REQUIRED ACTIONS:
[A] Reproduce the passage of the adolescent health talk report word for word from "Graduate Diploma in Adolescent Health and" to "without their workplace.".
[B] In the adolescent health talk report, which scholarship did Veronica Dempsey receive?

STUDY TEXT:

--------------------------------

Graduate Diploma in Adolescent Health and Wellbeing review and report
Andrea Krelle, Royal Children's Hospital & Veronica Dempsey, recipient of the Silk Miller Scholarship
The talk was opened by Andrea Krelle, from the Centre of Adolescent Health, who talked about efforts to bring together professionals from a wide range of disciplines – doctors, teachers, nurses, police, occupational therapists – for orientation on adolescent health. She highlighted the desperate need of these experts to have a chance to engage in dialogue, exchange experiences, and undertake critical reflection about their own performance. She stressed the fact that police in particular are often challenged by very difficult situations when working with adolescents, and are not always well supported either within or without their workplace.
Veronica Dempsey (pictured right) then talked about working with adolescents from the perspective of an operations policewoman working in a regional police station some distance from access to any adolescent mental health services. She felt that the Graduate Diploma in Adolescent Health had been valuable, as it provided the opportunity for networking with practitioners from a variety of different fields that could involve working with adolescents. Police in Portland are now increasingly looking at the bigger picture when working with young offenders and victims – at the environment and social impacts on the latter’s lives. This enables police to respond in a more sensitive way, and to make more referrals to other agencies in an attempt to keep young offenders out of the courts and back into school. Police are also working to engage with the community more, in order to be seen as people, not just police. Recidivism can now be seen to be decreasing.
The question was raised as to what Rotary could do to help within the community – food for future thought.

--------------------------------

RECORD EXTRACTS:
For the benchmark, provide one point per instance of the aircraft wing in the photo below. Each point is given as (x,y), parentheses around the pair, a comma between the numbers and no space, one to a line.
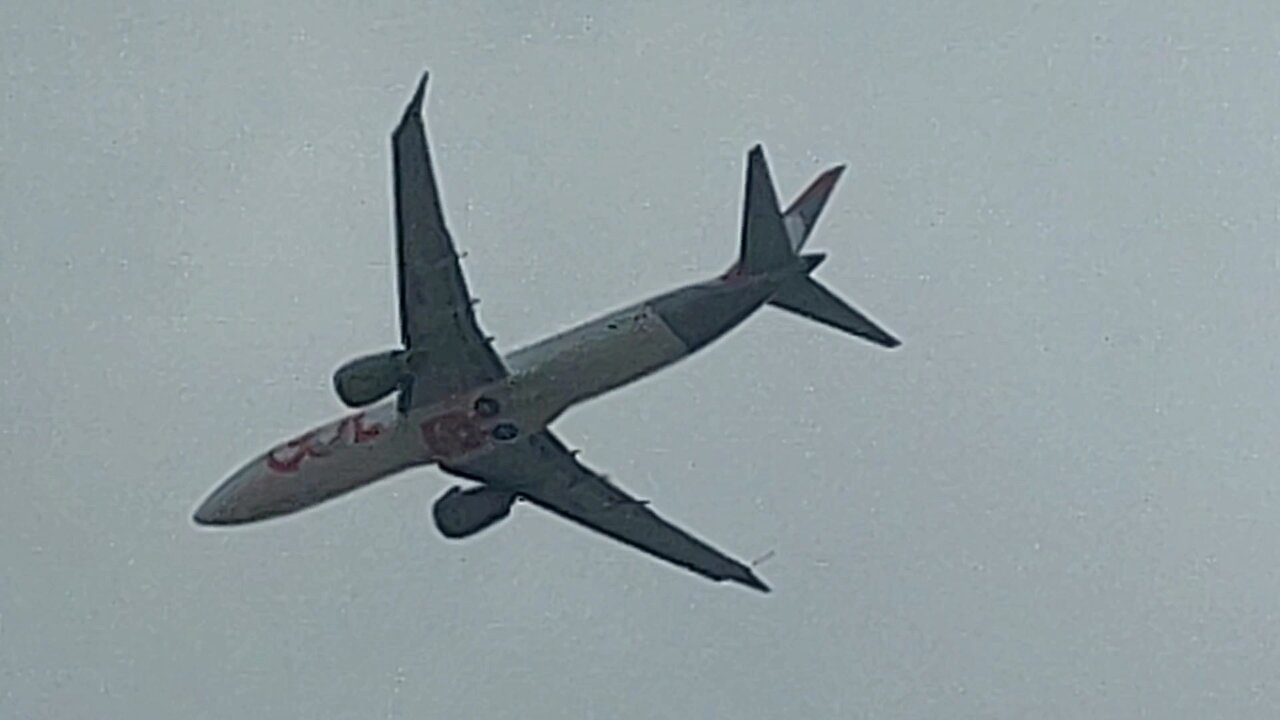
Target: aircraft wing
(544,472)
(438,324)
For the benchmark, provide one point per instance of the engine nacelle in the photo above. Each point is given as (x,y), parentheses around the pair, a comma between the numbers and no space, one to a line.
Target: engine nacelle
(461,513)
(368,379)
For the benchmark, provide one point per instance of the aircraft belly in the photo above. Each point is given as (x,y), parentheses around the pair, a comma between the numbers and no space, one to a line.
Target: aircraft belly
(593,359)
(319,465)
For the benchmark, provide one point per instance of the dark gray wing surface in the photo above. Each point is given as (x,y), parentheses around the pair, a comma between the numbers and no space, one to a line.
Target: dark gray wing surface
(438,326)
(544,472)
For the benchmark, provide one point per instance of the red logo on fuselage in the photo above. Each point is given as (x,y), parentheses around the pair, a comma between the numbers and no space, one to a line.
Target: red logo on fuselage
(452,433)
(316,443)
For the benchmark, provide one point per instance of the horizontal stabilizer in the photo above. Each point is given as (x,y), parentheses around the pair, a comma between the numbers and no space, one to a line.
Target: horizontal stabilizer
(804,212)
(809,299)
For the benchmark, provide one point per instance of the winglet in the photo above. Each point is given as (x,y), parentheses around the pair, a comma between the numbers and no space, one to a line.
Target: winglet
(748,578)
(415,105)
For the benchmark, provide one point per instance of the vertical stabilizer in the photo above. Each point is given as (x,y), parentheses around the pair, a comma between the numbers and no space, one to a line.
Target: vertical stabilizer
(766,245)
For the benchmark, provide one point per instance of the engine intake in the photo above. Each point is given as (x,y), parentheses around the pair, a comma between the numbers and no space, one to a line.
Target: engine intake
(462,513)
(368,379)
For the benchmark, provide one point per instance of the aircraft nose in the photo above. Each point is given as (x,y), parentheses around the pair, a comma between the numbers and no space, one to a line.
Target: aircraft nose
(233,502)
(215,510)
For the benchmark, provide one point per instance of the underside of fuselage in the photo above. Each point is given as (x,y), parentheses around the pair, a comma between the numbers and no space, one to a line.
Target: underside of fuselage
(545,379)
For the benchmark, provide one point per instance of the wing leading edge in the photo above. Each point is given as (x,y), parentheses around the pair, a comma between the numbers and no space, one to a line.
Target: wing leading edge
(447,349)
(548,474)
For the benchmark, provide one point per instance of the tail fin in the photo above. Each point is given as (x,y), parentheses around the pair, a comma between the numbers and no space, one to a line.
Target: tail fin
(810,299)
(766,245)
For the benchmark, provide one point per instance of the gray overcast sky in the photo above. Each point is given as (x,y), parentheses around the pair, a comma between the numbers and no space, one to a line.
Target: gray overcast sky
(1056,500)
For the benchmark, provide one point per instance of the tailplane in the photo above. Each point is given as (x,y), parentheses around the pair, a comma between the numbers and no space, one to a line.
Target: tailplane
(772,240)
(810,299)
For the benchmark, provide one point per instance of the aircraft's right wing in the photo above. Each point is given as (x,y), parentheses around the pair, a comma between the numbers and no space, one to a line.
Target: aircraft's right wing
(544,472)
(438,326)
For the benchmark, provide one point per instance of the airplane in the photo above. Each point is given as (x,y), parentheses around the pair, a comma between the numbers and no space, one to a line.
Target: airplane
(487,418)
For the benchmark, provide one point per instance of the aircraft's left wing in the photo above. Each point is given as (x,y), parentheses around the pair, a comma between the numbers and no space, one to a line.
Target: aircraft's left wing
(438,324)
(544,472)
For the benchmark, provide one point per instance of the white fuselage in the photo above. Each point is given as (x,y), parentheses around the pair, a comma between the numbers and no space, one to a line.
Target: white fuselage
(545,379)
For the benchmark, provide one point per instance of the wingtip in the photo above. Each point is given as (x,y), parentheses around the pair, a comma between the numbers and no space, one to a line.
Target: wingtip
(748,578)
(415,105)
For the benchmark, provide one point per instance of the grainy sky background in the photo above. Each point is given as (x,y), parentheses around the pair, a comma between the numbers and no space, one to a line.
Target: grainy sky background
(1056,500)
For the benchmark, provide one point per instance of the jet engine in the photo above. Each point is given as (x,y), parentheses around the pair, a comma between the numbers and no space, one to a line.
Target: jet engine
(461,513)
(368,379)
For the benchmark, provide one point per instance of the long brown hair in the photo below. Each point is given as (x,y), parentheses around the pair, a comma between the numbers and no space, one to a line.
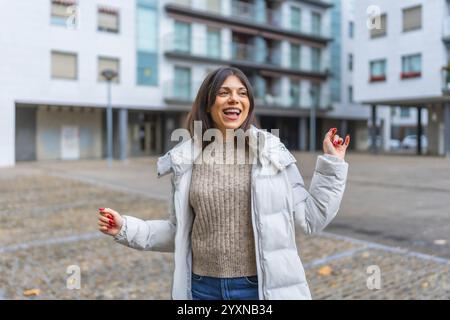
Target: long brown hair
(206,97)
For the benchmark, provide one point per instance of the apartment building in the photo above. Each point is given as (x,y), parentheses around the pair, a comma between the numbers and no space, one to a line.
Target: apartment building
(402,60)
(53,94)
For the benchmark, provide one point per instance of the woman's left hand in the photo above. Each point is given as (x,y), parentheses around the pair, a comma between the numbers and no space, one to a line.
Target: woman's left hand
(335,145)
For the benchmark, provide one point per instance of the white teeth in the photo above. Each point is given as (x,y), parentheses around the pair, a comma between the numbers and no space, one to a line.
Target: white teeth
(232,110)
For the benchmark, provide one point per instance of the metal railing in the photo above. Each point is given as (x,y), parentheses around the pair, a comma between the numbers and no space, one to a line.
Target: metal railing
(249,12)
(248,52)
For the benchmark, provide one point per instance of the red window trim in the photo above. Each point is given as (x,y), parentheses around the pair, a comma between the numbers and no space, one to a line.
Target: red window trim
(409,75)
(377,78)
(65,2)
(110,11)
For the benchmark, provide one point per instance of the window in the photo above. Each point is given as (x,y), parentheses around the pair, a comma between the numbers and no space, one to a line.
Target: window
(147,68)
(182,84)
(108,20)
(412,18)
(64,65)
(62,11)
(147,43)
(381,30)
(182,38)
(295,56)
(213,43)
(411,66)
(108,63)
(296,19)
(316,22)
(315,59)
(315,95)
(213,5)
(351,29)
(378,70)
(404,112)
(295,93)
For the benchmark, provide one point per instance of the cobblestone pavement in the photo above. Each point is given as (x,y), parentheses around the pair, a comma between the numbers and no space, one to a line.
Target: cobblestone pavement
(48,223)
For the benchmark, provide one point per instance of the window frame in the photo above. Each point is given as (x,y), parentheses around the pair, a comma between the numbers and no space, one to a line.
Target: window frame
(380,35)
(377,78)
(116,79)
(403,18)
(67,53)
(411,74)
(113,11)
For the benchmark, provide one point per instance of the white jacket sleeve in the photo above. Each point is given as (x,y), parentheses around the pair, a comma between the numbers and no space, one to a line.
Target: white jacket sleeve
(315,209)
(151,235)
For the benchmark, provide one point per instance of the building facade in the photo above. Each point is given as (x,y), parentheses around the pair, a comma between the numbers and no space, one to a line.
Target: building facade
(53,94)
(402,60)
(345,108)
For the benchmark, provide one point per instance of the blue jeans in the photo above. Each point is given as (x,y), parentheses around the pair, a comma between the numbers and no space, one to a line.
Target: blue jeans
(211,288)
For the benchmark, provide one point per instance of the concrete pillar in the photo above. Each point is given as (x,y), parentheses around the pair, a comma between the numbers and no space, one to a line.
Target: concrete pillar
(447,130)
(260,87)
(7,130)
(123,133)
(303,132)
(373,130)
(260,11)
(344,128)
(260,49)
(419,130)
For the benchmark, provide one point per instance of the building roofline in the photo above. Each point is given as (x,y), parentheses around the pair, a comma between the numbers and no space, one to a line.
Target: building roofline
(408,102)
(318,3)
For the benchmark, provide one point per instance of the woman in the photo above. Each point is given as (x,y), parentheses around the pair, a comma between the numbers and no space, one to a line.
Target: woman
(232,225)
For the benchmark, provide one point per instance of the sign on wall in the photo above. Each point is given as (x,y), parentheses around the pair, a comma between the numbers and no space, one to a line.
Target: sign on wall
(70,142)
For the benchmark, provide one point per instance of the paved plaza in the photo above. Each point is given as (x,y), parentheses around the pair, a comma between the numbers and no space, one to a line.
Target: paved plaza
(395,216)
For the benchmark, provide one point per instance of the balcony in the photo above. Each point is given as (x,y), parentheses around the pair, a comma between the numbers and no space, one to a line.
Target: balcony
(241,55)
(249,12)
(195,46)
(180,92)
(249,15)
(445,73)
(446,31)
(249,53)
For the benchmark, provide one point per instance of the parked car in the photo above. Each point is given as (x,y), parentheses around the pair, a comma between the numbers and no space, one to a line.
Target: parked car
(394,144)
(410,142)
(378,140)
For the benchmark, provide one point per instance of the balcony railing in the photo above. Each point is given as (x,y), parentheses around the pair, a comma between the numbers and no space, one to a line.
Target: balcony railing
(249,12)
(446,30)
(180,91)
(445,72)
(196,46)
(249,52)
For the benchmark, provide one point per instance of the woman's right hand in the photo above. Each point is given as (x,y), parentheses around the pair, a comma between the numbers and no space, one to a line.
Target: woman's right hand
(109,221)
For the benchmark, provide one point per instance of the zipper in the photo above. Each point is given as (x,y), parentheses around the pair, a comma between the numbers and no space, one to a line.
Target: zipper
(258,237)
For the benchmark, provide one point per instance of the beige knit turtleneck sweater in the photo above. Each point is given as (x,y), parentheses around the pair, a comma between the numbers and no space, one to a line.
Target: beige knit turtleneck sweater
(222,234)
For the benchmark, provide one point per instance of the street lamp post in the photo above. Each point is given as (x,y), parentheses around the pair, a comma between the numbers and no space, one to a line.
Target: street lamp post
(312,122)
(109,76)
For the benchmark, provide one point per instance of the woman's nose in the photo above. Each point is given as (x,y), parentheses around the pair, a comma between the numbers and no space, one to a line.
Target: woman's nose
(233,98)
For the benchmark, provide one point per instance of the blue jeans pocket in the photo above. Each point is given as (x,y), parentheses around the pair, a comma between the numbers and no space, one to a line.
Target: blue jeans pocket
(253,280)
(196,277)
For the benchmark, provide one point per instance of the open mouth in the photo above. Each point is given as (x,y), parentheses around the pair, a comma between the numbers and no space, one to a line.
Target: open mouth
(232,113)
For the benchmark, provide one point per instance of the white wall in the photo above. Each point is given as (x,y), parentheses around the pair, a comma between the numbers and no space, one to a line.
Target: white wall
(427,41)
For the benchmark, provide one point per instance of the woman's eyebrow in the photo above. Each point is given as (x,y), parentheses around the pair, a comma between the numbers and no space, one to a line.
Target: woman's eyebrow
(240,88)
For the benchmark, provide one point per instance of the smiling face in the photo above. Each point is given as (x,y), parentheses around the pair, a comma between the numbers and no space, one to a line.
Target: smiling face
(231,106)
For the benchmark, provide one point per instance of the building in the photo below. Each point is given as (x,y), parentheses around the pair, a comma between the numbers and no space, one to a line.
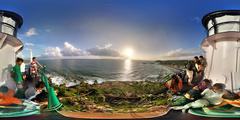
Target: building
(10,45)
(222,47)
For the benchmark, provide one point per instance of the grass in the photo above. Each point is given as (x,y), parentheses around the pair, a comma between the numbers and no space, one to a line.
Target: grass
(112,96)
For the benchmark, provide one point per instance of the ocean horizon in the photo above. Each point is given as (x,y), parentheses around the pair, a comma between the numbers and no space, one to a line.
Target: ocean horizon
(72,71)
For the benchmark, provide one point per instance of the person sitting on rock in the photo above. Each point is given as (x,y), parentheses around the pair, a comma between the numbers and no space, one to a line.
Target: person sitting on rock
(174,85)
(193,94)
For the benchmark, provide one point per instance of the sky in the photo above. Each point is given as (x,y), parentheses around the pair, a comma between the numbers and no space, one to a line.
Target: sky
(151,29)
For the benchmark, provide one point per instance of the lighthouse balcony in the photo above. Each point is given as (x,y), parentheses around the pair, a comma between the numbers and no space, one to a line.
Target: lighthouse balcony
(10,22)
(222,21)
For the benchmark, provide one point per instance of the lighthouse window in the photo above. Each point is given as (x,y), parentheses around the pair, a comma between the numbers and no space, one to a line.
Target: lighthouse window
(228,27)
(227,18)
(8,20)
(7,29)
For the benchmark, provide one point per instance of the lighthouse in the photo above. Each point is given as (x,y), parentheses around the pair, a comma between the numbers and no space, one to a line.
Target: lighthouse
(10,45)
(222,47)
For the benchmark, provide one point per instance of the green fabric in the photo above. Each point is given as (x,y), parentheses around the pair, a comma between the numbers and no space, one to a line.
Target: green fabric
(180,101)
(221,112)
(17,74)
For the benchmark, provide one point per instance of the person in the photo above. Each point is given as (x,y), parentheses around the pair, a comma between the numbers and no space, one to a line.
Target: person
(189,74)
(17,74)
(193,94)
(200,72)
(195,60)
(7,97)
(34,70)
(210,96)
(203,61)
(174,85)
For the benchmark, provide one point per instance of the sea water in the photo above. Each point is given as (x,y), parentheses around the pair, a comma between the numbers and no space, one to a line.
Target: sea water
(72,71)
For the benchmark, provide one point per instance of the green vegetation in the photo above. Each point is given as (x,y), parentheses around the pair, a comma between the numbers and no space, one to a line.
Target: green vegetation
(113,96)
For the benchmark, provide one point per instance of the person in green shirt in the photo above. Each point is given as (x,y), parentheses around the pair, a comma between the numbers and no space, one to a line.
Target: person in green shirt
(17,74)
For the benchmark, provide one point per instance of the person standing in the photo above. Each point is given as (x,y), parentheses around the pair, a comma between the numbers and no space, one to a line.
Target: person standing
(17,74)
(34,70)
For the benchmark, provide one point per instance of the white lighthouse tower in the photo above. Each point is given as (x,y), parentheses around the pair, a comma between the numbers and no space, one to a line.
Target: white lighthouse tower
(10,45)
(222,47)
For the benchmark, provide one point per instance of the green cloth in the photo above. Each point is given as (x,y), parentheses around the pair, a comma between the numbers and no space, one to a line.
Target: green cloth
(17,74)
(180,101)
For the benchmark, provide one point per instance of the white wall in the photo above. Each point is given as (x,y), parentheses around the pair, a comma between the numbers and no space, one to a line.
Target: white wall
(7,60)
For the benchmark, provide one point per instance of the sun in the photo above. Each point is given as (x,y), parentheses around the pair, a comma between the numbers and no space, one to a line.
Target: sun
(128,53)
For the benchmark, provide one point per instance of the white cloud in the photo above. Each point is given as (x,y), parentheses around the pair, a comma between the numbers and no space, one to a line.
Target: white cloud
(29,44)
(52,52)
(181,54)
(70,50)
(31,32)
(105,50)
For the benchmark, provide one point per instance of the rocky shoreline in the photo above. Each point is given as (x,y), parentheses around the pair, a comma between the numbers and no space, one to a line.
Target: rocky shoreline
(113,97)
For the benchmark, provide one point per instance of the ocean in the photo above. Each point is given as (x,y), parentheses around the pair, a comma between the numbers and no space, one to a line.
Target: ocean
(72,71)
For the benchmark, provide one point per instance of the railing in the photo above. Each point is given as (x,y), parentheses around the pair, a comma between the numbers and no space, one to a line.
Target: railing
(229,26)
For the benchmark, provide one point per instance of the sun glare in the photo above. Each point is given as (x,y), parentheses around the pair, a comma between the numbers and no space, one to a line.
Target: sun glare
(128,53)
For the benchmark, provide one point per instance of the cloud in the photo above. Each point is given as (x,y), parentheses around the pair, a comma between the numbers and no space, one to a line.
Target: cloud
(181,54)
(29,44)
(52,52)
(70,50)
(105,50)
(31,32)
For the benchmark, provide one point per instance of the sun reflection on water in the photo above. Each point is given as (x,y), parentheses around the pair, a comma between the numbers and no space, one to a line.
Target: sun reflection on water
(127,69)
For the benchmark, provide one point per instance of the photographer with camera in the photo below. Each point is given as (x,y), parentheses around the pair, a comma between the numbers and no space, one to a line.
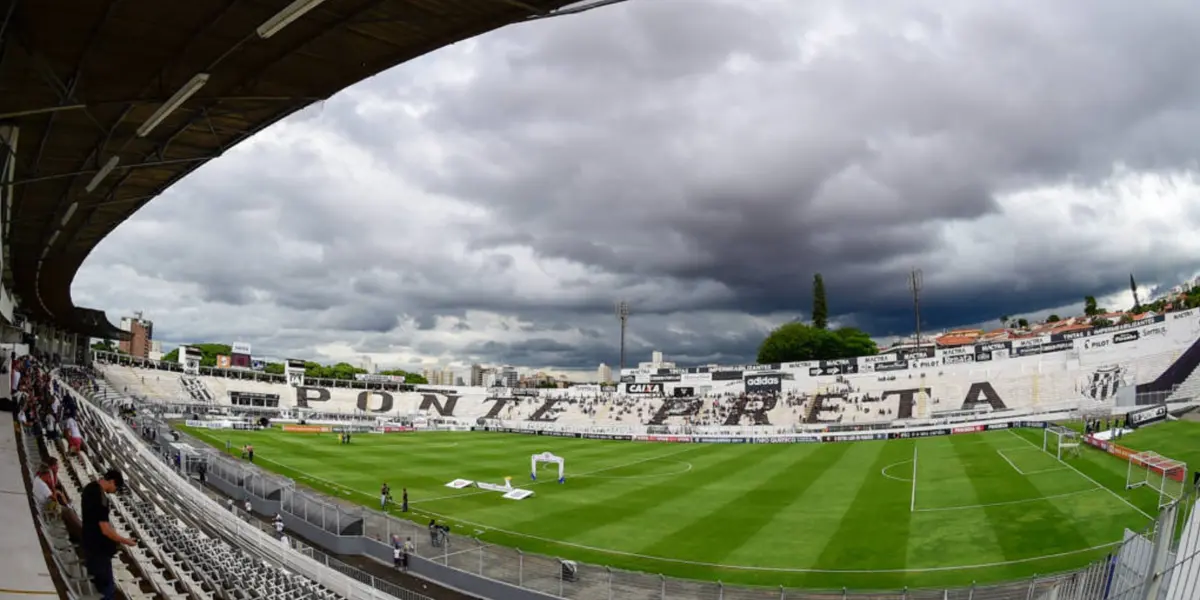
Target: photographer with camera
(384,496)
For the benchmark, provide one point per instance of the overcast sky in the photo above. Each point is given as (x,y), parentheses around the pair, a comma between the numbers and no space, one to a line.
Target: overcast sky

--------------------------------

WRITTEN ANSWERS:
[A]
Graduate Diploma in Adolescent Health and Wellbeing review and report
Andrea Krelle, Royal Children's Hospital & Veronica Dempsey, recipient of the Silk Miller Scholarship
The talk was opened by Andrea Krelle, from the Centre of Adolescent Health, who talked about efforts to bring together professionals from a wide range of disciplines – doctors, teachers, nurses, police, occupational therapists – for orientation on adolescent health. She highlighted the desperate need of these experts to have a chance to engage in dialogue, exchange experiences, and undertake critical reflection about their own performance. She stressed the fact that police in particular are often challenged by very difficult situations when working with adolescents, and are not always well supported either within or without their workplace.

[B] The Silk Miller Scholarship.